Page ::
+++++
Birthday Paradox Revisited

One of most well known mathematical ‘paradoxes’ is the Birthday Paradox.

It’s not really a paradox; it’s more accurately described as an unexpected and non-intuitive result of the pigeonhole principle. If you’ve not heard about it, it goes something like this:

How many people do there need to be in a room so the there is a greater than 50% chance of at least two of them sharing the same birthday?

At first blush, answers tend to be “a lot”, or “about 182” (which is 365/2), but these answers fall into the trap that people are thinking about sharing a particular birthday, not any birthday. There are lots of combinations possible; each person has to compare themselves to every other person, not just one date.

The answer is that, with 23 people in a room, there is a greater than 50% chance that at least two of the people will share the same birthday.

Explanation

As mentioned, the easy way to think about this is through the thought process of the pigeonhole principle. If there are 365 people in a room, each with a distinct birthday, there is no way to add another person to the room without them colliding with the date of someone already in the room; every date is taken.

As a thought experiment, we can imagine people entering the room, one at time. Imagine there are 365 pigeon holes in the room (one for each day of the year) into which each person, upon entering the room, places their hat. If there is a hat already in that pigeon hole, there is, at least, one other person in that room already with the same birthday.

Image: pru_mitchell

The first person to enter a room will, by definition, have a unique birthday. They can place their hat in any of the pigeonholes (³⁶⁵/₃₆₅).

The second person entering the room will be able to place their hat in any one of the remaining ³⁶⁴/₃₆₅ free slots to be different. Logically ‘anding’ these two hat placements we get (³⁶⁵/₃₆₅ × ³⁶⁴/₃₆₅), and this gives the chance that both people find a free slot. If the second person did not find a free slot, there has been a collision.
+++++
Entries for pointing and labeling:
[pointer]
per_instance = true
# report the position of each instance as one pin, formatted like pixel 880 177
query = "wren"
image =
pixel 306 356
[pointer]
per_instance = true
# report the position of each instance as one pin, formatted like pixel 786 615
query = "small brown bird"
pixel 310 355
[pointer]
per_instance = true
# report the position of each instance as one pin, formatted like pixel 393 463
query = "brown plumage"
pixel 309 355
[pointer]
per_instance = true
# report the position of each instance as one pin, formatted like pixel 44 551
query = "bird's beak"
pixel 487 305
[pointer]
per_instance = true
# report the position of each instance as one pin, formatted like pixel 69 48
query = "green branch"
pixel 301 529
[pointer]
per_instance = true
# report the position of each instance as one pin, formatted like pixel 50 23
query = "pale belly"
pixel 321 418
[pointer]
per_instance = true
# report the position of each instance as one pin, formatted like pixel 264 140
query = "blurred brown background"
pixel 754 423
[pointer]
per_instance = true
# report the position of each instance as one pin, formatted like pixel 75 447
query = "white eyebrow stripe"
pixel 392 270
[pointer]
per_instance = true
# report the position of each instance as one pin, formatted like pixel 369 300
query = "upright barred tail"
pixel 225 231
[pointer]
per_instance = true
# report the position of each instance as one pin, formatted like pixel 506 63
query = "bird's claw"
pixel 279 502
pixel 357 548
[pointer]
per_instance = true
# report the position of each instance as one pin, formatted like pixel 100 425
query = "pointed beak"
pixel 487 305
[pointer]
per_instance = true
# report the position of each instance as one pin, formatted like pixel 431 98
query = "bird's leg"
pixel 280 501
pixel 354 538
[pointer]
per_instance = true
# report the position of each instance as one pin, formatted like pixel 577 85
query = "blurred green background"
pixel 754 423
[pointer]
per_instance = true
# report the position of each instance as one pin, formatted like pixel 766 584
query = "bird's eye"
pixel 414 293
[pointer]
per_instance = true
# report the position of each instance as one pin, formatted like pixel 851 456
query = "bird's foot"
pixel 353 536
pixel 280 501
+++++
Set of tasks ::
(a) According to the birthday paradox page, how many people must be in a room for there to be a greater than 50% chance that at least two share a birthday?
(b) Identify every line of the records that contains the word "blurred".
The birthday paradox page and the records have no connection to each other.

Exercise responses ::
(a) 23 people.

(b)
query = "blurred brown background"
query = "blurred green background"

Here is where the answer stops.